Notice fournie:
<<<<

Emmanuel RIVET1879 - 1906
- Statut : Prêtre
- Identifiant : 2743
Identité
Naissance
Décès
Missions
- Pays :
- Vietnam
- Région missionnaire :
- 1903 - 1906 (Hanoi)
Biographie
[2743]. RIVET, Emmanuel-Marie, né le 27 octobre 1879 à Saint-M'Hervé (Ille-et-Vilaine), entra laïque au Séminaire des M.-E. le 13 octobre 1899. Prêtre le 21 juin 1903, il partit le 5 août suivant pour le Tonkin occidental. Il étudia la langue et travailla dans le district de Bai-vang, puis fut nommé par Mgr Gendreau vicaire à Hanoï. Il mourut dans cette ville, le 4 juillet 1906.
Nécrologie
M. RIVET
MISSIONNAIRE APOSTOLIQUE DU TONKIN OCCIDENTAL
Né le 29 octobre 1879
Parti le 5 août 1903
Mort le 4 juillet 1906
M. Rivet naquit au pays des dolmens, des granits et des arbres séculaires, ou à côté ; car je crois que la Bretagne ne bretonne pas chez lui. Elle bretonne tout près, au moins. Enfin, peu importe.
Il était du bois dont on fait les chênes et promettait de durer comme eux. Trois années ont suffi à l’abattre !
Bossuet dit, dans l’oraison funèbre du grand Condé : « … Ce qui prouve qu’une âme « guerrière est maîtresse du corps qu’elle anime » ; n’en déplaise au grand Bossuet, pas toujours !
Pour qu’une âme, fût-elle guerrière, porte son corps, il faut d’abord que son corps la porte. Demandez aux pauvres missionnaires, dont la lame a usé le fourreau et qui soupirent, couchés, après le départ de la fièvre... et de bien d’autres maux !
M. Rivet ne soupirait pas de cette façon. Son âme, bien portée, cou¬rait aux brebis perdues, pendant les années actives de brousse par lesquelles son ministère débuta. Il ne s’arrêtait qu’après qu’il les avait rejointes, n’étant jamais las.

>>>>

Consignes:
1. Relevez, dans l'ordre où elles apparaissent, toutes les dates mentionnées dans le paragraphe placé sous l'intitulé « Biographie » de la notice.
2. Reproduisez fidèlement le passage de la notice qui commence par « M. Rivet ne » et se termine par « n’étant jamais las. ».
Appuyez-vous exclusivement sur la notice.

Données fournies:
<<<<

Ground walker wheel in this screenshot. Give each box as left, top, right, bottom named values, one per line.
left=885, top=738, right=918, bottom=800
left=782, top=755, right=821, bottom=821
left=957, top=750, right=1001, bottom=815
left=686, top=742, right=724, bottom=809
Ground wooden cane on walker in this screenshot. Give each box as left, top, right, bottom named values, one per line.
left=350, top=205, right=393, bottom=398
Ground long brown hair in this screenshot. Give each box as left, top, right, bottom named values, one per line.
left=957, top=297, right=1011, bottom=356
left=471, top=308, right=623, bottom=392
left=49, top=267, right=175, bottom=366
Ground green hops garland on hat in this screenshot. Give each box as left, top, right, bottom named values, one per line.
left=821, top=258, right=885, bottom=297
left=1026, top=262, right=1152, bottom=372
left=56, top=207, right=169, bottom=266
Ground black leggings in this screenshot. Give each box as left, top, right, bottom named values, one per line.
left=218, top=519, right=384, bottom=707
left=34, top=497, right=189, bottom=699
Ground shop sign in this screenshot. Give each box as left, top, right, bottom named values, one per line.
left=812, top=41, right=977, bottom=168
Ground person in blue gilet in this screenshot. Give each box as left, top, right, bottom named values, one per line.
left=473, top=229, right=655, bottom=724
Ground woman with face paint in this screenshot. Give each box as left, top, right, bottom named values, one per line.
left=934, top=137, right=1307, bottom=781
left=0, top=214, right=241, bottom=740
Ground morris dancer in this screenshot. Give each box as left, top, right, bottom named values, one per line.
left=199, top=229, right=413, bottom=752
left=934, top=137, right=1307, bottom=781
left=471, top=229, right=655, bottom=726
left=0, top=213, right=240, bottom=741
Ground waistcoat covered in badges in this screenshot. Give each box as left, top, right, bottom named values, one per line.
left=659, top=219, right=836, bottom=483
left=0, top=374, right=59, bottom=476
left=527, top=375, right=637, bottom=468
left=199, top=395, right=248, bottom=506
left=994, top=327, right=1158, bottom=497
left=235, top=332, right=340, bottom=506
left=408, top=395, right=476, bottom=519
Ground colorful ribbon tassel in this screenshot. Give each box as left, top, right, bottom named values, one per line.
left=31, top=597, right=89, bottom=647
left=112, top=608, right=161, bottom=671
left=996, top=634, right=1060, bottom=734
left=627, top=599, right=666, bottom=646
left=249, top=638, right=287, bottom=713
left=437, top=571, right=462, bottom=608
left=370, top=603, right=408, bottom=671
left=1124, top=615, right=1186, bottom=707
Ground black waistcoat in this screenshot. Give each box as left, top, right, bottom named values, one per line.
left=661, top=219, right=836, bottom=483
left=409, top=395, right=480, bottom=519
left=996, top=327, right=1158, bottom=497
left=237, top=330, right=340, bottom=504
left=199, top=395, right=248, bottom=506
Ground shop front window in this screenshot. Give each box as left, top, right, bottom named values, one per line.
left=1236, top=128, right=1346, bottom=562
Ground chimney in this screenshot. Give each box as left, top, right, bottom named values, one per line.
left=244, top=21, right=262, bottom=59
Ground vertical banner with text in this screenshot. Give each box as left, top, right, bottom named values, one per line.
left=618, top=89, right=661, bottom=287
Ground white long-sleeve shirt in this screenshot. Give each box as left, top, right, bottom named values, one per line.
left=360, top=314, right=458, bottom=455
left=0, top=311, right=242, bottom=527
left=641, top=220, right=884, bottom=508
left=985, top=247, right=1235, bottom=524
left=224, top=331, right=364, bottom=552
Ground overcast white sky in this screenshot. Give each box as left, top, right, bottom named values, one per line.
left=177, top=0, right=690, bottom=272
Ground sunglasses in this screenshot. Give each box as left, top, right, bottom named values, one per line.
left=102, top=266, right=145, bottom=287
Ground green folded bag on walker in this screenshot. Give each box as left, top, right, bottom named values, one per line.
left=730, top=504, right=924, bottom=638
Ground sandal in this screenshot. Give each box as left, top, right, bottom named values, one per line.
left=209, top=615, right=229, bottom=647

>>>>

Corrigés détaillés:
1.
- le 27 octobre 1879
- le 13 octobre 1899
- le 21 juin 1903
- le 5 août suivant
- le 4 juillet 1906

2.
M. Rivet ne soupirait pas de cette façon. Son âme, bien portée, cou¬rait aux brebis perdues, pendant les années actives de brousse par lesquelles son ministère débuta. Il ne s’arrêtait qu’après qu’il les avait rejointes, n’étant jamais las.